TO BE DONE: Return each line of the material below that contains the word "skyline", copied in full.

SUPPLIED INFORMATION:

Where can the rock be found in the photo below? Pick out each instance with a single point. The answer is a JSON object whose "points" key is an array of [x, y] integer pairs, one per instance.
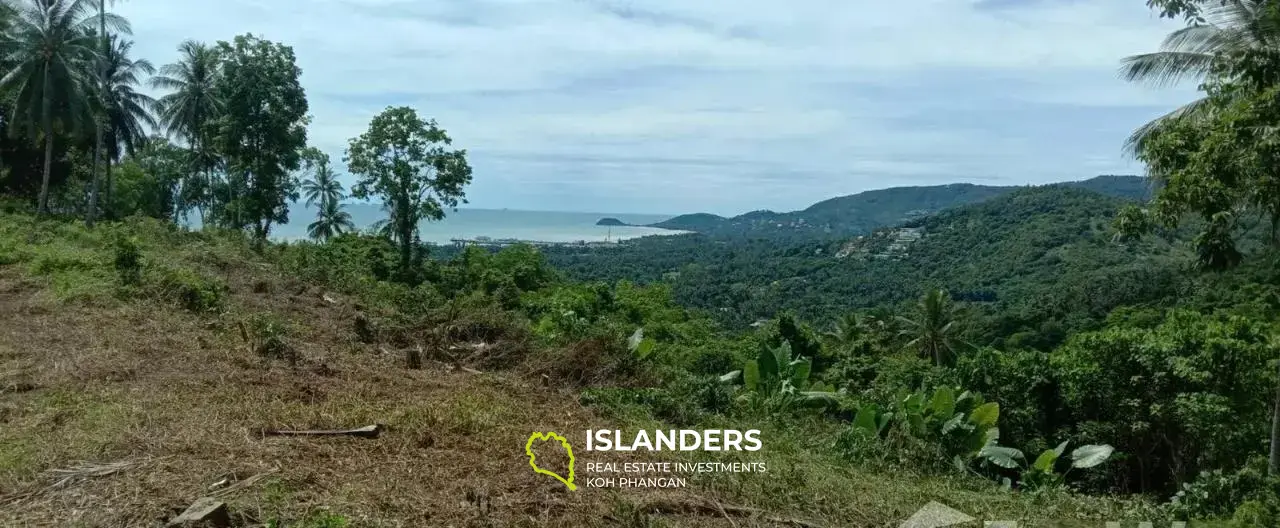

...

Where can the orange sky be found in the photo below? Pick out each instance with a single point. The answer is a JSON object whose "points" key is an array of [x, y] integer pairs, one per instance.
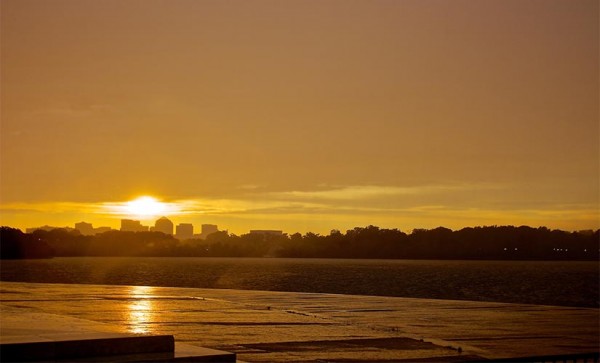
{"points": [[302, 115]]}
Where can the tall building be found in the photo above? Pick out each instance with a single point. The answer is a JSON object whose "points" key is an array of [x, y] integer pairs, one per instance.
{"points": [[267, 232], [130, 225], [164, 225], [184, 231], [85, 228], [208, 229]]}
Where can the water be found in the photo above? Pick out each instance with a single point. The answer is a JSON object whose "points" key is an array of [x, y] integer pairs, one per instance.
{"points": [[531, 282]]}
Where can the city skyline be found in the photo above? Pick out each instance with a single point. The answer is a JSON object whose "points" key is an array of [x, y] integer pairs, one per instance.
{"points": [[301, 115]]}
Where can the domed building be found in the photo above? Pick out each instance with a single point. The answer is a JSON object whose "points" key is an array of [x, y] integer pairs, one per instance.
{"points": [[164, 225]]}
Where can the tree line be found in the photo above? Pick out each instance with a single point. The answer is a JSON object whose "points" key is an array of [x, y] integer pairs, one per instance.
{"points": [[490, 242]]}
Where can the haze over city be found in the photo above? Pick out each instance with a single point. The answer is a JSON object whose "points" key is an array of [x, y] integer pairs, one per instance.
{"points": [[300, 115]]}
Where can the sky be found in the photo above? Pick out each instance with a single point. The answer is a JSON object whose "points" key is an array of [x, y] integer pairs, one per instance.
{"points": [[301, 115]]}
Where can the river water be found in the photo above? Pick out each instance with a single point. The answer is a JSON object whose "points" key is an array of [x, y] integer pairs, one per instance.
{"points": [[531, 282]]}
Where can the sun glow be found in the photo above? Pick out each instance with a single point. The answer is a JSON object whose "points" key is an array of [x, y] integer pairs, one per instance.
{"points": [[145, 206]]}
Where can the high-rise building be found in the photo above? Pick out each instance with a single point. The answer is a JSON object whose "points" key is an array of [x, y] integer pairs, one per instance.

EXERCISE RESPONSE:
Where can the city skyline be found in the photo above? Pick out each instance with a single point. The answer is a JSON object whose "points" key is an array of [x, y] integer pairs, one per instance.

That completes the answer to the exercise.